Text excerpt
=== Section Start ===

Team leader (brygadzista)

Staff & organization

Other names: shift leader, crew leader

Leader of a 3–6 person shift, the first line of technical supervision — directly trains new employees and inspects results.

The team leader is an intermediate role between cleaner and site supervisor. They work the shift with their team, but their day also includes: training new employees on site, checking the quality of the team's work, handovers between shifts, and reporting technical issues to the supervisor.

Promotion from cleaner to team leader is a common career path in cleaning — it requires 1–2 years of experience, good knowledge of procedures, and communication skills. A team leader's pay is typically 15–25% higher than a regular cleaner's. In minimum-wage contracts (public sector, BPO) the team leader often earns above the national minimum wage — which is an important retention mechanism.

Tenement building (kamienica)

Facility types

Other names: tenement house

A multi-unit residential building from the 19th/early 20th century — typically 3–6 storeys, with a stairwell featuring heritage architectural elements.

=== Section End ===

Data extracts
=== Section Start ===

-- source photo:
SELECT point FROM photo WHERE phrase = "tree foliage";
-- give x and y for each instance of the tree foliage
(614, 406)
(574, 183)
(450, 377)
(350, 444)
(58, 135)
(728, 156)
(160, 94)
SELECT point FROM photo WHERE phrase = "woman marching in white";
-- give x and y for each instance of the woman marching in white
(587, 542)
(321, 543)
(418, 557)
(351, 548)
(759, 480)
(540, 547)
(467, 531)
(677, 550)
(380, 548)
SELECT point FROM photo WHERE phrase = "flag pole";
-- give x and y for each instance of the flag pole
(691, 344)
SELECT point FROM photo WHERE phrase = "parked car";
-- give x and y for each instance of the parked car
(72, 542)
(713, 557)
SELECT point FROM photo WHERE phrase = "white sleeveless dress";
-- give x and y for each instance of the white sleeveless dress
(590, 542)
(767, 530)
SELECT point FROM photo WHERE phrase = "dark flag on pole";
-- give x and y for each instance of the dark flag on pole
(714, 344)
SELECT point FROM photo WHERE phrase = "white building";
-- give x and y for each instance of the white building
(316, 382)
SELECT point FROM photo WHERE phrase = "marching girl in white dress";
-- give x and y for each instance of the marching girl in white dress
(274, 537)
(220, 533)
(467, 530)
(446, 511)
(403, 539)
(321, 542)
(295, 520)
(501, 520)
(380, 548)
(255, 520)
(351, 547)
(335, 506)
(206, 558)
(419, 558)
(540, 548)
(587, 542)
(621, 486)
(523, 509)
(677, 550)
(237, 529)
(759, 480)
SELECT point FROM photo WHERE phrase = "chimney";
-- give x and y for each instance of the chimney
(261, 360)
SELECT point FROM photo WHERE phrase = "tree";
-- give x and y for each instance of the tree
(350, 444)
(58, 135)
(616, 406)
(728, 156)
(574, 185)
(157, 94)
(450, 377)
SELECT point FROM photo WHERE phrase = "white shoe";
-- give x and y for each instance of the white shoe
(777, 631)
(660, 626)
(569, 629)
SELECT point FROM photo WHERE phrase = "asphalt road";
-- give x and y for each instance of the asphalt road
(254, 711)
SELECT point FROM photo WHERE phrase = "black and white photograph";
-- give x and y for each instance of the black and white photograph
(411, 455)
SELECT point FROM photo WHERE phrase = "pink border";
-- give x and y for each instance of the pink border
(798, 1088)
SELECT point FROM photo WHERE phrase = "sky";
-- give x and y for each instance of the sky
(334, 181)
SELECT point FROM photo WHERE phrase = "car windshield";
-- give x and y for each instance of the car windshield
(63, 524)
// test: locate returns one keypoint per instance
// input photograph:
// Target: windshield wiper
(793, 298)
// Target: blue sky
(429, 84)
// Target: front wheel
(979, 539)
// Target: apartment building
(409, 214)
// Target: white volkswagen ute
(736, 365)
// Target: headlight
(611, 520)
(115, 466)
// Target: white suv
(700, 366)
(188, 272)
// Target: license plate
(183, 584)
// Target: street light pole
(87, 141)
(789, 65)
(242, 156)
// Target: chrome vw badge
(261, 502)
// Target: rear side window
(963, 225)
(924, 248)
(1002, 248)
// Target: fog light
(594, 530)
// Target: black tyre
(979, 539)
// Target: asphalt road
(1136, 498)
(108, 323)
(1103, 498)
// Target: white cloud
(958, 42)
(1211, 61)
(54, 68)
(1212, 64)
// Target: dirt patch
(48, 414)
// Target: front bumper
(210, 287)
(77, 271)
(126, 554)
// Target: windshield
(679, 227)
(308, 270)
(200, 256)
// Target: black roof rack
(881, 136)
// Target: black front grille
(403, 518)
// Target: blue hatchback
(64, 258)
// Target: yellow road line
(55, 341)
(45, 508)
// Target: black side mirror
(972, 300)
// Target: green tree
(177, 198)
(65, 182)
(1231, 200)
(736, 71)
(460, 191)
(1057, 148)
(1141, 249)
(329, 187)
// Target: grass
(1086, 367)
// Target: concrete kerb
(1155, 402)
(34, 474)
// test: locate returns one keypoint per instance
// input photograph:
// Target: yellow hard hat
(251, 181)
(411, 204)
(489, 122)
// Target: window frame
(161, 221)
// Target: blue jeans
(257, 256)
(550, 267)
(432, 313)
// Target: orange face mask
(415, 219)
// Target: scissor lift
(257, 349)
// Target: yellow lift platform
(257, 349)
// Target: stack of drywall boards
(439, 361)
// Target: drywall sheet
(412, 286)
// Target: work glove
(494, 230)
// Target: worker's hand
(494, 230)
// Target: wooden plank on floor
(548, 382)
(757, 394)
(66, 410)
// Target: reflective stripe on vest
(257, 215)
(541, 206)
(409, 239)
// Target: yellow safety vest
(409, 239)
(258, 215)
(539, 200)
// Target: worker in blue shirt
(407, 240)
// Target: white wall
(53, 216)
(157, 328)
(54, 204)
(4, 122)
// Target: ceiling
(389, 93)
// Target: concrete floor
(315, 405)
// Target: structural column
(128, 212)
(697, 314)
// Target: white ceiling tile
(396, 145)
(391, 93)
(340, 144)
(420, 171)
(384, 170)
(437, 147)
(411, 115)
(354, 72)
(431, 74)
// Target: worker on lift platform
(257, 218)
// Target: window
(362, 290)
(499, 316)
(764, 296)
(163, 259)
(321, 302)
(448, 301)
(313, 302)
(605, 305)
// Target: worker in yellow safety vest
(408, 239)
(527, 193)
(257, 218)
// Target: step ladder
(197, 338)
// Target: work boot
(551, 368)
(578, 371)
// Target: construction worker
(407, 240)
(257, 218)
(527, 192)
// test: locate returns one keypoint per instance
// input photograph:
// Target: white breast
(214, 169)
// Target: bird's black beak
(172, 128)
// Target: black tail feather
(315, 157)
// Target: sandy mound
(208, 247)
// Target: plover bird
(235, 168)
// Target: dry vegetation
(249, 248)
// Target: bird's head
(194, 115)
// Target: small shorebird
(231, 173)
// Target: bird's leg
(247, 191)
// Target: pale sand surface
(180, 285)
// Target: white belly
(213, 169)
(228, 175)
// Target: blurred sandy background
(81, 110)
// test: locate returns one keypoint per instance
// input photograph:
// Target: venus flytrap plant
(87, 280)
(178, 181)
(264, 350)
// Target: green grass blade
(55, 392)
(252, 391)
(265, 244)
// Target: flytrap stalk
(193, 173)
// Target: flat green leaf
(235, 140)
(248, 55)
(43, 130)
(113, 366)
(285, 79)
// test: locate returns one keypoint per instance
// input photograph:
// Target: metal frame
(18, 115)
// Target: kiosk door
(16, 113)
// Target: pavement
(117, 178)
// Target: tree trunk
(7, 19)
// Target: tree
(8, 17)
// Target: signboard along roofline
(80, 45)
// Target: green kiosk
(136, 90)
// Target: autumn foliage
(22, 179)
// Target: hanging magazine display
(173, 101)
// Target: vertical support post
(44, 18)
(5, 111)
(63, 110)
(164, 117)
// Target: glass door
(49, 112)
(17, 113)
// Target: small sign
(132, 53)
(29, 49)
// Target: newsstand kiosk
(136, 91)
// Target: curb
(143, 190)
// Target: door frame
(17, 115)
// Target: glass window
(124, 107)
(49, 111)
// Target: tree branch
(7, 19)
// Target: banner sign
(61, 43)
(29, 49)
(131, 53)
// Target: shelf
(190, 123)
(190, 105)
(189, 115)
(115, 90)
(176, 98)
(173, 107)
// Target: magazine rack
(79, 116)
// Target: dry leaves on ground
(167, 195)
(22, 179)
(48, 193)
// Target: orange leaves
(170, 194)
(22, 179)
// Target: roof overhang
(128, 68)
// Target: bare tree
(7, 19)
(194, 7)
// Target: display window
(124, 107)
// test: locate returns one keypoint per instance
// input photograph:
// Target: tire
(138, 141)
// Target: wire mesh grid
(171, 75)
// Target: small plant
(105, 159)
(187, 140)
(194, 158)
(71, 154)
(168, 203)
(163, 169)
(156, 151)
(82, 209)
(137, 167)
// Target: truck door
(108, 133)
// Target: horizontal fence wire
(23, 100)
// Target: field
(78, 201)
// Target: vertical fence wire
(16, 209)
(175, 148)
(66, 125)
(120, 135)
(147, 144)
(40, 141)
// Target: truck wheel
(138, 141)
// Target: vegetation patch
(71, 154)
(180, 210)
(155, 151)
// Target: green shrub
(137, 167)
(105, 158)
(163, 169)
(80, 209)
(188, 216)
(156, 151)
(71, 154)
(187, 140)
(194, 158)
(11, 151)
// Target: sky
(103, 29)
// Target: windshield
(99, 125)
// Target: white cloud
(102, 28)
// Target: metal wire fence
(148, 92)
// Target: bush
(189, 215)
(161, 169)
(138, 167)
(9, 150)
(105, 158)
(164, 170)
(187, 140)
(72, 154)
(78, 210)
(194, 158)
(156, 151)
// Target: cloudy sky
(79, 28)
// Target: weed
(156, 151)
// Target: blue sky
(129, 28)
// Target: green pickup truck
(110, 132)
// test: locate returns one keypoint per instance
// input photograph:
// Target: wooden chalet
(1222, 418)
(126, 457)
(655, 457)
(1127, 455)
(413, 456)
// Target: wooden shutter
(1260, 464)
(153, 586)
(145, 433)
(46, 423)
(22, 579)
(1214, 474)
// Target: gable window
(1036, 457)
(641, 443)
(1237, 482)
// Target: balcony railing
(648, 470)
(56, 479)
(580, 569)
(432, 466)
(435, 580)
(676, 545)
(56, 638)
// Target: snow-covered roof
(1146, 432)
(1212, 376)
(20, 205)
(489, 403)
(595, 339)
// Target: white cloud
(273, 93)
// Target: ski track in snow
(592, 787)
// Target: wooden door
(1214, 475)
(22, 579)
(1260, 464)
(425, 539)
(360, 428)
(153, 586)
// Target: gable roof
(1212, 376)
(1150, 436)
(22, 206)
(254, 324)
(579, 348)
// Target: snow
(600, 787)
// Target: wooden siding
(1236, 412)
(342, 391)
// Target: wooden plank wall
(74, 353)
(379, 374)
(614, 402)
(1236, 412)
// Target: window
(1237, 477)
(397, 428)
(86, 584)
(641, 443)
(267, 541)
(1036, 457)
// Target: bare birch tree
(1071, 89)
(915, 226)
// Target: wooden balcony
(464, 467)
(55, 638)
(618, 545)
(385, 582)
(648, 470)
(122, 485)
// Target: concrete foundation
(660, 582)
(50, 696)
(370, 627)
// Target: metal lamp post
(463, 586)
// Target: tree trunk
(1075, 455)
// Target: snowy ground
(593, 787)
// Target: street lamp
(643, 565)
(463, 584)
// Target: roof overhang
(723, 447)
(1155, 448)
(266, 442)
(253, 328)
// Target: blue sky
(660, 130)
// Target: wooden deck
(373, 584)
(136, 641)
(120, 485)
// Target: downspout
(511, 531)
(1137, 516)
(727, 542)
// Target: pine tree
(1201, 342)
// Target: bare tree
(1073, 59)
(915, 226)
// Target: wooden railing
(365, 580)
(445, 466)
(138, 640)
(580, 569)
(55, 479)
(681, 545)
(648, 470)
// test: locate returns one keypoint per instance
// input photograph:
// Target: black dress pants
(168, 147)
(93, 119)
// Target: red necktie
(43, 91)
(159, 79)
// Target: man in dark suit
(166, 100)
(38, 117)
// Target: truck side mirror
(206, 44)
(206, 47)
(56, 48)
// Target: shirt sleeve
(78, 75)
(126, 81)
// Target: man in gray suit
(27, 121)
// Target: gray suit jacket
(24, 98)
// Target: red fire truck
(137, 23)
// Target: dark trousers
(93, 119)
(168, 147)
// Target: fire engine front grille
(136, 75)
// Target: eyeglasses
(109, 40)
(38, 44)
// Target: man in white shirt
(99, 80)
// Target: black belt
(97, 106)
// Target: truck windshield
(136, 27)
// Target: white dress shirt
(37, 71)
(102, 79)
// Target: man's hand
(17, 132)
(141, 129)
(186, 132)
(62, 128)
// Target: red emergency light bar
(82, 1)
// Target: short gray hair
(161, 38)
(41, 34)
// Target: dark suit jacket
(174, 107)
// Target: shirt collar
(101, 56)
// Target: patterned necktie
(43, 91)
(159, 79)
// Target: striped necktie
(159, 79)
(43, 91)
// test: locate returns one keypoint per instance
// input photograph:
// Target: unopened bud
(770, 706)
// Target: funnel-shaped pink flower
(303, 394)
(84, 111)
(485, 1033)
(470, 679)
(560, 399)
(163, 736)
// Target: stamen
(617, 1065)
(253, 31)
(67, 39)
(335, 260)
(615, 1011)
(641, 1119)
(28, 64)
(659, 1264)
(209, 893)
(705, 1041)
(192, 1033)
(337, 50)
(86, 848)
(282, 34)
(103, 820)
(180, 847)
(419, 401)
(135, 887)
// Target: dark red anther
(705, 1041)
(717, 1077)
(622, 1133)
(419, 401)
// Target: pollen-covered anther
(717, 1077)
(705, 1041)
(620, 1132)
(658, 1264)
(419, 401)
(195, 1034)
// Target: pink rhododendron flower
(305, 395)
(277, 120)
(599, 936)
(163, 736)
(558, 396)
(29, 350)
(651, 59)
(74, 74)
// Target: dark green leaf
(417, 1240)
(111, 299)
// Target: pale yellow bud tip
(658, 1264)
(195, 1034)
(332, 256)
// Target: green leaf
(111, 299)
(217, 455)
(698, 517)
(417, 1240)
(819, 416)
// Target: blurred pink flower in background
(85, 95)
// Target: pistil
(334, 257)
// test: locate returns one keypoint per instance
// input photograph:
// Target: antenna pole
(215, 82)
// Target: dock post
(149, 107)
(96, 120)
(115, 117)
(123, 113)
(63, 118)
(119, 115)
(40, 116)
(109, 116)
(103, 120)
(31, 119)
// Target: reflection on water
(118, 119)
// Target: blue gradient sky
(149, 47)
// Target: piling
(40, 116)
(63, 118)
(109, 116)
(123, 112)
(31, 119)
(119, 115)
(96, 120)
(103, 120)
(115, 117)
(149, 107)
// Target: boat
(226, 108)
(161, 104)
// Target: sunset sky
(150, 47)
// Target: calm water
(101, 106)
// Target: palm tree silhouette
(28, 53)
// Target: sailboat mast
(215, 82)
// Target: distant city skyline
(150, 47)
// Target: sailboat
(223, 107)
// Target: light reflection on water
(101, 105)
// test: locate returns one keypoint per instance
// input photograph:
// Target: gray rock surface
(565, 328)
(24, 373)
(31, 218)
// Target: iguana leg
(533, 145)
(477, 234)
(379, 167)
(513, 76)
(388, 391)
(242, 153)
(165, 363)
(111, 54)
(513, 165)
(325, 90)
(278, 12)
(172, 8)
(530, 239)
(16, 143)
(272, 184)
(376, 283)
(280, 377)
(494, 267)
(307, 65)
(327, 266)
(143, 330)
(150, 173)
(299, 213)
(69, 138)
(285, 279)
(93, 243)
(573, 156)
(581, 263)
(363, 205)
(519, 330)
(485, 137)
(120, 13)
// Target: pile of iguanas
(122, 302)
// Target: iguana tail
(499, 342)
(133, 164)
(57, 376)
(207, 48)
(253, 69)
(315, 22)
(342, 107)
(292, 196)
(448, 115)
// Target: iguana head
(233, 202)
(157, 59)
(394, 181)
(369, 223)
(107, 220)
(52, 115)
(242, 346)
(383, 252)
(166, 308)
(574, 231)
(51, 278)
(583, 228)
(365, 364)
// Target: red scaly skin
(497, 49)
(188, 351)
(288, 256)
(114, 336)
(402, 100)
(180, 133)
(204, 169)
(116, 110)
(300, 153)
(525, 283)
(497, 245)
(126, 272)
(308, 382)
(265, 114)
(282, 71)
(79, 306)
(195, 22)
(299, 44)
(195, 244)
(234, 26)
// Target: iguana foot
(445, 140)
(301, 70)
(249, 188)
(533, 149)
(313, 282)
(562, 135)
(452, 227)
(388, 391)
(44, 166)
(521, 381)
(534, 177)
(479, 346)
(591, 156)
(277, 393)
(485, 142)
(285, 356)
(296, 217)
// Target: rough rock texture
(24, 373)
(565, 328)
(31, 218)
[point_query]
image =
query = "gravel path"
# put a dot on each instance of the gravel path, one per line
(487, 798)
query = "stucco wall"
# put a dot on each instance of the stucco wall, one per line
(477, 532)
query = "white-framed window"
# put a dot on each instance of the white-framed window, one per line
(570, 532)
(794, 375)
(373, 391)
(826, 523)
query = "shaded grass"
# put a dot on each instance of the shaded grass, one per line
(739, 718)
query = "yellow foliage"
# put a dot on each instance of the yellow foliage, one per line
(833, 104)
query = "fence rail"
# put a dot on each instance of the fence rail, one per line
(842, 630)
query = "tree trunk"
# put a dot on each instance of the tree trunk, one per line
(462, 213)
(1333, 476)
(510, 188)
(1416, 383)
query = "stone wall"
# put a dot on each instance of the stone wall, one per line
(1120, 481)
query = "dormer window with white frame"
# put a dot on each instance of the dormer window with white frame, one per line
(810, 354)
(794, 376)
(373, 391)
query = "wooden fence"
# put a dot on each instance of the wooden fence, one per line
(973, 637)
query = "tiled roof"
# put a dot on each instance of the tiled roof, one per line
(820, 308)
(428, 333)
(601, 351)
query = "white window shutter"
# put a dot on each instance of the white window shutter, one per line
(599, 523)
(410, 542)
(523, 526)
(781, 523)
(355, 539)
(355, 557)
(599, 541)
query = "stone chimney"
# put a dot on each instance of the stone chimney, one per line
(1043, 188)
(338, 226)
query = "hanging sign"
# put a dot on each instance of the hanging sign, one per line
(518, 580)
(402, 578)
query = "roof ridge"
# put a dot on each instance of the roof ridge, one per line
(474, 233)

=== Section End ===

Exercises
**a.** Answer each question from the glossary excerpt, one answer per line.
(i) How much experience does promotion from cleaner to team leader require?
(ii) How much higher is a team leader's pay than a regular cleaner's?
(iii) How many storeys does a tenement building typically have?
**b.** Repeat the glossary excerpt between "Tenement building (kamienica)" and "heritage architectural elements.", inclusive.
You can set the items aside; none of them is needed here.

Per-task answers
**a.**
(i) 1–2 years
(ii) Typically 15–25% higher
(iii) Typically 3–6 storeys

**b.**
Tenement building (kamienica)

Facility types

Other names: tenement house

A multi-unit residential building from the 19th/early 20th century — typically 3–6 storeys, with a stairwell featuring heritage architectural elements.